## [Exercise brief]
Nothing should be left out: output all of the entries exactly.

## [Records for the task]

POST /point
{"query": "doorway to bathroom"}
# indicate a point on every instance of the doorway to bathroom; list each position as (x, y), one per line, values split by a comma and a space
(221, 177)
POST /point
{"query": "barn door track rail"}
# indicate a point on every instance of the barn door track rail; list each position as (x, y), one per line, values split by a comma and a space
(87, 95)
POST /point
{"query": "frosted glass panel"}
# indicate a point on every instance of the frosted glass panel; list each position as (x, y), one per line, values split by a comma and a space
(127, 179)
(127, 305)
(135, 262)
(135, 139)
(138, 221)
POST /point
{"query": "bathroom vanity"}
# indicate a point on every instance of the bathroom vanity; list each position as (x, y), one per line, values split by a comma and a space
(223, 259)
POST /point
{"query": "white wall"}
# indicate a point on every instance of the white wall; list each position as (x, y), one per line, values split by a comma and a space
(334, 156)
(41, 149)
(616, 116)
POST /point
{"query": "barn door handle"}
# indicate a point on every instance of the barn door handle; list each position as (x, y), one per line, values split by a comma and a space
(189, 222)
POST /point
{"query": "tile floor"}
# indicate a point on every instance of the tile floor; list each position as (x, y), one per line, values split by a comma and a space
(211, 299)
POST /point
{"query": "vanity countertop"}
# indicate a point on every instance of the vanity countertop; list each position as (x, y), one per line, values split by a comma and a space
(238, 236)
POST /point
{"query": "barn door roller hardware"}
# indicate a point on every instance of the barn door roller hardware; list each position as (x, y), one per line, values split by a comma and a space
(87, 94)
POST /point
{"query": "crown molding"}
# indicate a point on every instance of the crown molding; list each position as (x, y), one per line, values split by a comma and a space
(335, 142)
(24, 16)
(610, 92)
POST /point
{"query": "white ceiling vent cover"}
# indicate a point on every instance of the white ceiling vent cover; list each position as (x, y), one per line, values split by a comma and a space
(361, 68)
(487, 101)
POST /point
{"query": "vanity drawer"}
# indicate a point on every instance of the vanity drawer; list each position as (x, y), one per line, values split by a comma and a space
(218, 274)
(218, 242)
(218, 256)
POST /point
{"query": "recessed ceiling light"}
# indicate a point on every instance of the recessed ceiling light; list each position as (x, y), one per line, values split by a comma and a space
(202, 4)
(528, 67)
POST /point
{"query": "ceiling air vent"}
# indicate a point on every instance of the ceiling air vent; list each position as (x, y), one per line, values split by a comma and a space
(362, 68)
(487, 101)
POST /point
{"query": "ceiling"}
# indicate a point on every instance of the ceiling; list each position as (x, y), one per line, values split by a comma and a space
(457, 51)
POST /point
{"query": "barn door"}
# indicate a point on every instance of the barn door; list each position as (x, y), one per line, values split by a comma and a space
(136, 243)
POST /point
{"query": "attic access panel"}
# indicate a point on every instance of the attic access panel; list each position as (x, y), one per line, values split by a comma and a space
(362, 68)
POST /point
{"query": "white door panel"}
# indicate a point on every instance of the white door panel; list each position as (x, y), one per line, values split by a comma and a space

## [Correct answer]
POST /point
{"query": "doorway to bathroom"}
# indicate a point on every instance of the doorway to bathroom; list each position as (x, y), one per line, values split by a comma and a space
(221, 177)
POST /point
{"query": "barn door track rail"}
# indicate a point on every instance of the barn door track rail; list each position as (x, y), one per line, values split by a comma and a space
(87, 95)
POST /point
{"query": "frosted glass panel"}
# indicate a point on every instance of the frosted glass panel; list each position as (x, y), one per line, values split by a comma and a space
(127, 179)
(127, 305)
(135, 262)
(135, 139)
(138, 221)
POST /point
{"query": "bathroom vanity"}
# indicate a point on every instance of the bathroom vanity; list each position as (x, y), one per line, values split by a comma and a space
(223, 259)
POST /point
{"query": "white wall"}
# indicate a point on every instance of the white wall; list each position as (x, y), one per line, values split by a comma and a space
(334, 156)
(41, 149)
(616, 116)
POST /point
{"query": "barn door handle"}
# indicate a point on every instance of the barn door handle; list each position as (x, y), one per line, values split by a comma and a space
(189, 222)
POST /point
{"query": "tile floor"}
# indicate a point on every instance of the tile floor; list each position as (x, y), one per line, values split by a comma and a space
(211, 299)
POST /point
{"query": "vanity countertop"}
# indicate a point on every instance of the vanity countertop; list each position as (x, y), one per line, values split by a comma and a space
(238, 236)
POST /point
{"query": "barn door roller hardware"}
# indicate a point on every instance of the barn door roller hardware; list each position as (x, y), one per line, values split by a comma and a space
(87, 94)
POST /point
{"query": "crown molding"}
# indicate a point on every instance of the crown molding; list each position as (x, y), one per line, values split by a comma and a space
(335, 142)
(24, 16)
(610, 92)
POST /point
{"query": "white ceiling vent cover"}
# indicate a point on every instance of the white ceiling vent cover; list each position as (x, y), one per line, values split by a comma and a space
(361, 68)
(487, 101)
POST /point
{"query": "vanity drawer"}
# indicate a point on every instance of the vanity drawer; list each position as (x, y), one per line, values split by a comma and a space
(218, 274)
(218, 242)
(218, 256)
POST /point
{"query": "recessed ceiling light"}
# indicate a point on every instance of the recessed ceiling light; list each position as (x, y), one per line, values split by a comma and a space
(202, 4)
(528, 67)
POST /point
{"query": "ceiling air vent"}
# indicate a point on every instance of the ceiling air vent; list each position as (x, y), one per line, values split by a comma and a space
(362, 68)
(487, 101)
POST /point
{"query": "ceiling"}
# indicate a point on every instance of the ceiling; list each position as (x, y), one per line, values split by a comma and a space
(457, 51)
POST /point
{"query": "barn door"}
# indicate a point on every instance of the barn door; list each position as (x, y), one per line, values split by a comma and a space
(136, 243)
POST /point
{"query": "attic access panel"}
# indicate a point on every instance of the attic access panel; list each position as (x, y), one per line, values split by a comma and a space
(362, 68)
POST /point
{"query": "white door panel"}
# indicate a point on every instance of the white door panel; list each position as (x, y), one per line, values split by a comma and a space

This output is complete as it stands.